__Task directions__
The required result is an exact copy of the material from the line with "Where can you see the front fender" through its final line, both ends included.

__Exercise material__
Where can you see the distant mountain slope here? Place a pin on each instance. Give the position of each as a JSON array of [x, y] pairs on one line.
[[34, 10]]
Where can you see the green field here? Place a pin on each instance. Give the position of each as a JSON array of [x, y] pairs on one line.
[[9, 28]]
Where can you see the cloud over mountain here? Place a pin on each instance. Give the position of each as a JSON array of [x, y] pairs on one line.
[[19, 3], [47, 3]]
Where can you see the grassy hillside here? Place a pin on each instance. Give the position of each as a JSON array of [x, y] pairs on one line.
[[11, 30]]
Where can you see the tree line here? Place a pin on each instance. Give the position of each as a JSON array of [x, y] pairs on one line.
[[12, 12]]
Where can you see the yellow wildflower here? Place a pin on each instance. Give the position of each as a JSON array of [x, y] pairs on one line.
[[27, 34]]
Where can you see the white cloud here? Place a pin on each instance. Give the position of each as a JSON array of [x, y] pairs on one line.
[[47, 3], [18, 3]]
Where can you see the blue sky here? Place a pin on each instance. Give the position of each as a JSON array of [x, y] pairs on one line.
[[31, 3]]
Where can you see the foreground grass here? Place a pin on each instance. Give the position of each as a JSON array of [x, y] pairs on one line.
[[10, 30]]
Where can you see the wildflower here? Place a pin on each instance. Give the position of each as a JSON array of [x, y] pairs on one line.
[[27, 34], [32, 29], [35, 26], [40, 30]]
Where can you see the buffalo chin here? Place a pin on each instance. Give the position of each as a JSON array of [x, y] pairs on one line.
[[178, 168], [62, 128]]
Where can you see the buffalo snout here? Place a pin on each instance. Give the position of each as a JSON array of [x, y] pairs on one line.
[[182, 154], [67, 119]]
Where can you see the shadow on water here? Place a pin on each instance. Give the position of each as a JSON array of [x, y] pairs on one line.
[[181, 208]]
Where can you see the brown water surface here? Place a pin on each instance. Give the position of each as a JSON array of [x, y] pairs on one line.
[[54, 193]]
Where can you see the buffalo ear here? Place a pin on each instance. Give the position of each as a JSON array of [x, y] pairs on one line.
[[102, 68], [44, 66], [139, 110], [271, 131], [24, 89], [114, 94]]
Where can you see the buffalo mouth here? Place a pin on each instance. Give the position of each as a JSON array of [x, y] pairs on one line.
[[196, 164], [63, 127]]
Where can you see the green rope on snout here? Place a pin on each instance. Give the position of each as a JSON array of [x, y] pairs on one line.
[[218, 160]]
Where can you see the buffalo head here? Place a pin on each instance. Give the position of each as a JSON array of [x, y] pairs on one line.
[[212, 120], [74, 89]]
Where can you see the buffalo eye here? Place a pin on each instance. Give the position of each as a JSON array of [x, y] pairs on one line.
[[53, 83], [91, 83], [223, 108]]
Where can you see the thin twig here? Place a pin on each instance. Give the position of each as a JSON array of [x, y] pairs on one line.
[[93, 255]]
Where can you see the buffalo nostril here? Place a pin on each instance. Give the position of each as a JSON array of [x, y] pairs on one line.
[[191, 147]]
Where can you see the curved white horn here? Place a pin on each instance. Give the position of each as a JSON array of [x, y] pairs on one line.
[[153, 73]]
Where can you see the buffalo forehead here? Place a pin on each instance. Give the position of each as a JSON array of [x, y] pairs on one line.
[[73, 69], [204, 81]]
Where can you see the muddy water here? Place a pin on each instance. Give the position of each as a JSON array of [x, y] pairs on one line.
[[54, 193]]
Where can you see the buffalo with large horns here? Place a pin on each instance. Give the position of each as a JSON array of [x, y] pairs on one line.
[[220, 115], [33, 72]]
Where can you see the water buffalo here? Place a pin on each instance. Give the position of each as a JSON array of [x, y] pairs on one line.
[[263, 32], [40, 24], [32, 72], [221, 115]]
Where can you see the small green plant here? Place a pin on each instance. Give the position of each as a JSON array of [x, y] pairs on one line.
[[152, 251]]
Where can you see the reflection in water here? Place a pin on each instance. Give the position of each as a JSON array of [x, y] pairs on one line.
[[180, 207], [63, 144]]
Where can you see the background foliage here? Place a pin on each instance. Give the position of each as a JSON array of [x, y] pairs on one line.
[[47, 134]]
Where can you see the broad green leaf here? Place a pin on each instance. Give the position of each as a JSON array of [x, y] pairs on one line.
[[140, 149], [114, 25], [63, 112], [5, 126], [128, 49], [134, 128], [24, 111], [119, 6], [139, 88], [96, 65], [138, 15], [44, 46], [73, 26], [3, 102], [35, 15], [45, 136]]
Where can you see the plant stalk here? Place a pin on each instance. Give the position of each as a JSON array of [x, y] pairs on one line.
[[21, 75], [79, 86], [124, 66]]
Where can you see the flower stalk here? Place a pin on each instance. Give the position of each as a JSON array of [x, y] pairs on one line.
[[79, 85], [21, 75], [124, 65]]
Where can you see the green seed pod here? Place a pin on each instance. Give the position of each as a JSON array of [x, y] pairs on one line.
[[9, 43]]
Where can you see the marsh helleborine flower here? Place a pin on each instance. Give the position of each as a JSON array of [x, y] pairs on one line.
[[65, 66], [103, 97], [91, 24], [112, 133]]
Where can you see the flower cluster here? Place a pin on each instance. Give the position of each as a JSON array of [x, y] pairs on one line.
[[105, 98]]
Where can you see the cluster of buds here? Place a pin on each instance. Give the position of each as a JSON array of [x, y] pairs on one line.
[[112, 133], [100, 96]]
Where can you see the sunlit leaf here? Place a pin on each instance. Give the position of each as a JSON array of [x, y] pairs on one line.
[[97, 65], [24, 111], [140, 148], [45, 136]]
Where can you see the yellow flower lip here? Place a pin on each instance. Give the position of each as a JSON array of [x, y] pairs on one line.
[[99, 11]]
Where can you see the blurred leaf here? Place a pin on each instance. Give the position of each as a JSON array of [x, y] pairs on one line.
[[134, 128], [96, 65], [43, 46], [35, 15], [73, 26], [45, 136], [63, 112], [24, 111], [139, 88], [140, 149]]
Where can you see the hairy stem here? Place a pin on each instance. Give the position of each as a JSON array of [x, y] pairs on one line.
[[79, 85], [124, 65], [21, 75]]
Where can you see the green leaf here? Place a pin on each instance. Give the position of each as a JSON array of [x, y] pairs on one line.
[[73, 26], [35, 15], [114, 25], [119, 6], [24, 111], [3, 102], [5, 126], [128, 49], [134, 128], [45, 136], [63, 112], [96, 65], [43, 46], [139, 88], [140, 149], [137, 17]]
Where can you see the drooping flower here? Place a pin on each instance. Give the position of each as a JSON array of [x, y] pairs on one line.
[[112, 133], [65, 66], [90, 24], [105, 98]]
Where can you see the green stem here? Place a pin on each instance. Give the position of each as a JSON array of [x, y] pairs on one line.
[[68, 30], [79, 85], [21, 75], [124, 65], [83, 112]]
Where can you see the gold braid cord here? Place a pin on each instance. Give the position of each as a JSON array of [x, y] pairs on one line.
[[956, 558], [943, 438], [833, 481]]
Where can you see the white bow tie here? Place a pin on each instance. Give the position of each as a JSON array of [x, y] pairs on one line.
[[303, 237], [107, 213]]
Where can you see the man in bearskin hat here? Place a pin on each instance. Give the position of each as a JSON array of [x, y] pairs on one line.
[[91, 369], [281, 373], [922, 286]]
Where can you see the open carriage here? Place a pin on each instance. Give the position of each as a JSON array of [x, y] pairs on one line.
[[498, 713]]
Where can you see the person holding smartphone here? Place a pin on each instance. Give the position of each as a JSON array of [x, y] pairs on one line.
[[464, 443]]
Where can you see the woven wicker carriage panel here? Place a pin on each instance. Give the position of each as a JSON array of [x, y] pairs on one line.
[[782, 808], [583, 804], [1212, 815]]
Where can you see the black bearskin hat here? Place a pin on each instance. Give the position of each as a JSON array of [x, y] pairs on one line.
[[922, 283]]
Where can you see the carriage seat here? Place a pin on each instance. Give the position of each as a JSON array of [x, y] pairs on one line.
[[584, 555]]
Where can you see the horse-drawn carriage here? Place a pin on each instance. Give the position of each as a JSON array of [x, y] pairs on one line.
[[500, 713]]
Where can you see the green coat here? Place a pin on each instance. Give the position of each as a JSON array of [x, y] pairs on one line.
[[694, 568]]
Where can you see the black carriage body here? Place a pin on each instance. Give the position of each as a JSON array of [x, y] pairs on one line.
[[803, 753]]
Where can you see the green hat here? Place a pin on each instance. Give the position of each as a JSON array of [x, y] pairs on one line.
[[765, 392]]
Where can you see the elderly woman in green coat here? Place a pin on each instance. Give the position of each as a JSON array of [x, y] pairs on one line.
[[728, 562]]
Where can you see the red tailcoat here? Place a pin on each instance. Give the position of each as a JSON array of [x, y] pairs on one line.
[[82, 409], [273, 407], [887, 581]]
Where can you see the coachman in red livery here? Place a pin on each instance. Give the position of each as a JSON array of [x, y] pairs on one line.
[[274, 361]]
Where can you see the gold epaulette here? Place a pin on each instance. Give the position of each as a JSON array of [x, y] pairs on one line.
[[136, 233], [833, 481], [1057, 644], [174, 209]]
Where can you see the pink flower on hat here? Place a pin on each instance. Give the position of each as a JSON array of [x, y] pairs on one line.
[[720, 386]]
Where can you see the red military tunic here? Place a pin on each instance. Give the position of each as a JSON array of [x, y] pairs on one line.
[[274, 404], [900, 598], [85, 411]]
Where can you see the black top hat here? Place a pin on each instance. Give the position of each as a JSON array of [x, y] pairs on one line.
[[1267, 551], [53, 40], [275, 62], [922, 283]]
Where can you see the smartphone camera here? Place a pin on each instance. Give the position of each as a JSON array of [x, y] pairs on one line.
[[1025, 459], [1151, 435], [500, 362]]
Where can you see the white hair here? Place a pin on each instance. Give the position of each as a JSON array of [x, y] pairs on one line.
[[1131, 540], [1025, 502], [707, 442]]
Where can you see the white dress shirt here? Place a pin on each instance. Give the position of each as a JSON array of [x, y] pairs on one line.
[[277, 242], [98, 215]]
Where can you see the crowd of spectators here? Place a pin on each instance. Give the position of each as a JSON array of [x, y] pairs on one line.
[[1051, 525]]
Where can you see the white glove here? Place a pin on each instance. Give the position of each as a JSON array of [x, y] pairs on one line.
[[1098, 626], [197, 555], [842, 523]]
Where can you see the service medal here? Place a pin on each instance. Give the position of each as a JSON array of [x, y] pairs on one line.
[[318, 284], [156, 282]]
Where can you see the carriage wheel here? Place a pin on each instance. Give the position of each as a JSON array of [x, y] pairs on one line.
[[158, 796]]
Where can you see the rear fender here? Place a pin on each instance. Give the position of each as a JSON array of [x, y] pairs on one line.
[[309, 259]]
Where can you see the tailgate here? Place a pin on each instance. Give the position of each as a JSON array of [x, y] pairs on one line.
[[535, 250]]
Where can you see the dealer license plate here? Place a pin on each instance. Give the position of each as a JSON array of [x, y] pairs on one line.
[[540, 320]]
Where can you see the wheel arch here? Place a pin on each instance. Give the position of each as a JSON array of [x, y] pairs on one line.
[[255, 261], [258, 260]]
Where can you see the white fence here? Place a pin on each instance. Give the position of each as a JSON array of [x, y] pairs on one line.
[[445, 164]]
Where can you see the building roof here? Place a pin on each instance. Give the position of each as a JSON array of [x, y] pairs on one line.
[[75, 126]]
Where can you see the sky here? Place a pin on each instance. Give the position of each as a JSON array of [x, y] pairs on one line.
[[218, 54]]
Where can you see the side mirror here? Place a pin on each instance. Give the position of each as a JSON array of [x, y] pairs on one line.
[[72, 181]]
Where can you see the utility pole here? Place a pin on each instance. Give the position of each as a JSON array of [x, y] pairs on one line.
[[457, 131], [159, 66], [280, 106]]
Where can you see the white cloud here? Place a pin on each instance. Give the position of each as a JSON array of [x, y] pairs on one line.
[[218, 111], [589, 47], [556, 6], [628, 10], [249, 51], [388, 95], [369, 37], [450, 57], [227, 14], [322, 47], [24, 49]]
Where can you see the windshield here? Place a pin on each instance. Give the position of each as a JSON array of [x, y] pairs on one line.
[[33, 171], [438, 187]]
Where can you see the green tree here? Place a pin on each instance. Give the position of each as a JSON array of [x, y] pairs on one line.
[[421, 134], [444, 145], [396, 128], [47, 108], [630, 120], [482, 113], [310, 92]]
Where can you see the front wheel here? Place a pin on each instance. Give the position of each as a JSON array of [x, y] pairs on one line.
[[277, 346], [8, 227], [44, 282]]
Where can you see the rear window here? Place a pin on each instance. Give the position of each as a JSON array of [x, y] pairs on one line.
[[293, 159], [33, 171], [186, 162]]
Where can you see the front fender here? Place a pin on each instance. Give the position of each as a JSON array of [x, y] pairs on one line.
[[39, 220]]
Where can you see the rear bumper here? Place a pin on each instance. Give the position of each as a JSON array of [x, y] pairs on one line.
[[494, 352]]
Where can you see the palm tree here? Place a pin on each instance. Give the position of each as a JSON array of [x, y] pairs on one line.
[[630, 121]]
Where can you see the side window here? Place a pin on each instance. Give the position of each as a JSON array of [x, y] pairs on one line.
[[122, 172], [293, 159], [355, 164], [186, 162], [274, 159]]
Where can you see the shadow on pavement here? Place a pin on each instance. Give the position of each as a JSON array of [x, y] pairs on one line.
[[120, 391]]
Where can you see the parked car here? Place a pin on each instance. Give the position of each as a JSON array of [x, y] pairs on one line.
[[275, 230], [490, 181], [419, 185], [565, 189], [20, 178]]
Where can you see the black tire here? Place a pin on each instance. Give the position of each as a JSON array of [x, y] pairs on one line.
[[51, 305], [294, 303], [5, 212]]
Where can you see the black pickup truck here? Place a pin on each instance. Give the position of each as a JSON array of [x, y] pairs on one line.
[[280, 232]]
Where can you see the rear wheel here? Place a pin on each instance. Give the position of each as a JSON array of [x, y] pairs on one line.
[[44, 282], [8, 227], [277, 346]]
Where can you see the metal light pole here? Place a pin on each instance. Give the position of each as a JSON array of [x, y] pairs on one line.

__Solution for this task__
Where can you see the front fender here? Place a pin on each instance. Give the position of each as a JSON array of [x, y] pairs on one line.
[[39, 220]]
Where can you see the rear bumper here? Place a pin on each instance. Give the position of each as a JSON array of [x, y] pairs on one line.
[[494, 352]]
Where can you see the palm tree here? Place a pin on each instance. Give the position of each as a JSON array of [x, y] pairs on one line.
[[630, 121]]
Where can you see the side window here? Place a pin on each instance. Give the position of each as a JSON array of [x, y] pairs on one line.
[[122, 172], [293, 159], [355, 164], [186, 162], [274, 159]]
Where can you see the shadow on pavement here? Place a pin on each instance. Give the position of each as a JSON array of [x, y] pairs on one line.
[[120, 391]]
Where can you see the parked car here? Place a pin on each instance. Give the position of each as a JSON array of [x, y] pairs on one line.
[[275, 230], [490, 181], [419, 185], [565, 189], [20, 178]]
Where can you see the black tire here? Place a pin on each instance. Give the position of each as a JSON array of [x, y] pairs on one line.
[[51, 305], [294, 303], [5, 212]]
Where can you see the black pickup truck here? Place a pin on each instance. Give the position of each as a JSON array of [x, y] pairs on one line.
[[280, 232]]
Where can you see the rear wheel here? Place a pin on each instance. Give the position of each as a JSON array of [x, y] pairs on one line.
[[44, 282], [8, 227], [277, 346]]
Where can you see the metal light pole here? Place a pin on each instance. Give the position of each as a JSON array of [x, y] pairs on one line.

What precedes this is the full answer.